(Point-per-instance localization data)
+ + +

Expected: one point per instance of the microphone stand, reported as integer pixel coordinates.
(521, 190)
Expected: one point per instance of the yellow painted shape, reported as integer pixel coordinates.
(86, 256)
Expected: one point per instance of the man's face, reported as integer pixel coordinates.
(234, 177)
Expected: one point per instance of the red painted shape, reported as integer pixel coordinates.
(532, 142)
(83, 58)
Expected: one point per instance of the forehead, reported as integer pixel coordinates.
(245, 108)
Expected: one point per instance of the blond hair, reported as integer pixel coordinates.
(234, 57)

+ + +

REQUIREMENT ▸
Make an exact copy of the records.

RESPONSE AREA ▸
Expected: one point per instance of the microphone stand, reported as integer pixel coordinates.
(521, 190)
Expected: one point per instance of the yellow painted shape, reported as integer pixel coordinates.
(86, 256)
Expected: one point per instance of the man's face, reported as integer pixel coordinates.
(234, 177)
Expected: one point per instance of the red painted shape, reported as integer pixel coordinates.
(532, 142)
(83, 58)
Expected: one point per instance of the forehead, reported as integer pixel coordinates.
(245, 108)
Expected: one point per instance of the blond hair, reported as integer pixel coordinates.
(234, 57)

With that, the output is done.